_Exercise prompt_
Transcribe the records below. Leave nothing out and change nothing.

_Supplied material_
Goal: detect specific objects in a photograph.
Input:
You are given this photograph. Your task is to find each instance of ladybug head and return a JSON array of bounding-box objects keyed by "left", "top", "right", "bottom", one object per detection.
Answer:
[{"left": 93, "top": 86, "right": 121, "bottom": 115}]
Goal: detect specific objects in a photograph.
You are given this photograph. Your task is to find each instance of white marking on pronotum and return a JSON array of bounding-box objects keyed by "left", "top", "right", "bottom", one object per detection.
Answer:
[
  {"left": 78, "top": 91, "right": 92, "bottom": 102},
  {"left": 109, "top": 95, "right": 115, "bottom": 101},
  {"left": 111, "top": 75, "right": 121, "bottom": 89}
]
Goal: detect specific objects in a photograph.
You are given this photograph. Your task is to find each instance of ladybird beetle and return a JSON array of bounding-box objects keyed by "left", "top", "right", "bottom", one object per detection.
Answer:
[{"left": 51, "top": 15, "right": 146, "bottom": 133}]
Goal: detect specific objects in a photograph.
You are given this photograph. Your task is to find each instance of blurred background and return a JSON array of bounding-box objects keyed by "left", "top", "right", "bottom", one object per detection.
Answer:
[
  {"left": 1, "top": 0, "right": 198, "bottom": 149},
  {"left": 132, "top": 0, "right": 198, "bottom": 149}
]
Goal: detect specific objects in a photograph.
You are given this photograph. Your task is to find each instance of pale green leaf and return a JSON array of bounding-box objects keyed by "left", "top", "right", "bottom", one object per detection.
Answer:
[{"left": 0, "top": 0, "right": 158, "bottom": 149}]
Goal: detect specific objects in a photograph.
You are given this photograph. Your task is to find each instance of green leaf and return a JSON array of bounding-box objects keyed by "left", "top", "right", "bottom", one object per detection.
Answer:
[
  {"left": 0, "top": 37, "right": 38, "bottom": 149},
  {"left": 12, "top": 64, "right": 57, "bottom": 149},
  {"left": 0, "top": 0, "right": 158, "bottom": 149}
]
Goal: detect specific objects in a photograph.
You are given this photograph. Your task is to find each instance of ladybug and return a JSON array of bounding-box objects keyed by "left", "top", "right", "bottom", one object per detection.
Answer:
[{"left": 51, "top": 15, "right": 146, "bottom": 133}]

_Response box_
Goal: detect specific objects in a photograph.
Input:
You are given this photograph. Your task is to find each instance of ladybug head and return a JSON array of bounding-box objects keyed by "left", "top", "right", "bottom", one object per detection.
Answer:
[{"left": 93, "top": 86, "right": 121, "bottom": 115}]
Goal: detect specific objects in a photograph.
You are given this photograph. Your task is to find each instance of white marking on pronotum and return a JSON array of bounding-box objects keyed by "left", "top", "right", "bottom", one object per detection.
Answer:
[
  {"left": 78, "top": 91, "right": 92, "bottom": 102},
  {"left": 109, "top": 95, "right": 115, "bottom": 101},
  {"left": 111, "top": 75, "right": 121, "bottom": 89}
]
Goal: detect specific objects in a photograph.
You are given this photograph. Your task is to find each instance of ladybird beetle and return a JSON array of bounding-box objects keyed by "left", "top", "right", "bottom", one object per detection.
Answer:
[{"left": 51, "top": 15, "right": 146, "bottom": 133}]
Goal: detect specific objects in a photograph.
You are given this photograph. Your task is to find each instance of blurred background and return a JSON array of bounding-box objects keyed by "left", "top", "right", "bottom", one object per detection.
Answer:
[
  {"left": 1, "top": 0, "right": 198, "bottom": 149},
  {"left": 132, "top": 0, "right": 198, "bottom": 149}
]
Goal: detect specific objects in a photograph.
You are given this photograph. Your task is to find each instance of pale green leaf and return a JSON array of bounding-box objects keyed by "left", "top", "right", "bottom", one object per detection.
Answer:
[{"left": 0, "top": 0, "right": 158, "bottom": 149}]
Goal: detect specific objects in a photograph.
You are given this photograph. Your task is to find each instance of green leaf and return a JSON array of bounding-box objects keyed by "left", "top", "right", "bottom", one object per detection.
Answer:
[
  {"left": 0, "top": 37, "right": 38, "bottom": 149},
  {"left": 12, "top": 64, "right": 57, "bottom": 149},
  {"left": 0, "top": 0, "right": 158, "bottom": 149}
]
Goal: detect specific objects in a photograph.
You are given this photograph. Your task is to find each instance of ladybug and return a JSON array of bounding-box objects keyed by "left", "top", "right", "bottom", one object per detection.
Answer:
[{"left": 51, "top": 15, "right": 146, "bottom": 133}]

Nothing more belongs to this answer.